[Exercise prompt]: The full set of records must be returned exactly, character for character.
------------------------------------------------
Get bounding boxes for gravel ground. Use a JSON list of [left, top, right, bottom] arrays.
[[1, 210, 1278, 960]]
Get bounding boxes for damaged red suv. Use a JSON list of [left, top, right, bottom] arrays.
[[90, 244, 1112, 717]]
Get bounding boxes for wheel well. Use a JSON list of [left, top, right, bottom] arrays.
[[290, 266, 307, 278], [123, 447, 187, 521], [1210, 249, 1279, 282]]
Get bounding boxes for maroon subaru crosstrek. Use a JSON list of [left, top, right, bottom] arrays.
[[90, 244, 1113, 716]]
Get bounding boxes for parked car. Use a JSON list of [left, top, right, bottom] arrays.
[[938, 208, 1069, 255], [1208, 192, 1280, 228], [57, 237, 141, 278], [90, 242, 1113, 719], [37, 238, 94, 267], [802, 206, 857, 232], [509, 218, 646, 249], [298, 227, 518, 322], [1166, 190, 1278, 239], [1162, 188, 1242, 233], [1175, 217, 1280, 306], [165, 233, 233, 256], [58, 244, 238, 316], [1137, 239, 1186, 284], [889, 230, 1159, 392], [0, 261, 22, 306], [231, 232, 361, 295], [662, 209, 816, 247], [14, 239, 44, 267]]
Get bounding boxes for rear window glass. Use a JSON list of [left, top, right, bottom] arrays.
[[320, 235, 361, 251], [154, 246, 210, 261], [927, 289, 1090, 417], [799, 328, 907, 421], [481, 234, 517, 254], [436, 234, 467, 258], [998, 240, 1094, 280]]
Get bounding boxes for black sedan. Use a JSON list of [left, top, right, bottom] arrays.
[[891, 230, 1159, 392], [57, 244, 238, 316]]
------------------------------------------------
[Solution for this exercise]:
Get bounding boxes for gravel ground. Use a JSON list of [left, top, right, bottom] arrays.
[[1, 210, 1278, 960]]
Get bounding boxes for damaged red suv. Use a JSON list of [left, top, right, bottom] arrays.
[[90, 244, 1112, 717]]
Get bounding boxes for wheel well. Use a JSON list of [left, top, right, bottom] arrays.
[[290, 266, 307, 278], [123, 447, 187, 521], [1210, 249, 1279, 282]]
Get bounding boxes for maroon subaru crosstrek. Use a JSON list of [left, top, right, bottom] arrays.
[[90, 244, 1113, 716]]
Get bounding boxes for parked car. Use a JSON list of [left, top, right, bottom] arrays.
[[938, 208, 1069, 255], [1208, 192, 1280, 228], [57, 237, 141, 278], [90, 242, 1113, 719], [37, 238, 94, 267], [802, 206, 857, 232], [509, 218, 646, 249], [298, 227, 518, 322], [1166, 190, 1278, 239], [1162, 188, 1242, 233], [1175, 217, 1280, 306], [165, 233, 233, 256], [58, 244, 238, 316], [1137, 239, 1186, 284], [889, 230, 1159, 392], [0, 261, 22, 306], [231, 232, 361, 295], [662, 209, 816, 247], [14, 239, 44, 267]]
Get bounding boxes for rear window glass. Use a JSON list of [left, top, right, bottom] arrays.
[[320, 235, 361, 251], [154, 246, 210, 261], [927, 289, 1090, 417], [799, 328, 907, 421], [481, 234, 517, 254], [436, 234, 467, 258], [998, 240, 1094, 280]]
Get bounding boxes for black sedan. Use a JSON list of [left, top, right, bottom] arrays.
[[891, 230, 1159, 392], [57, 244, 238, 316]]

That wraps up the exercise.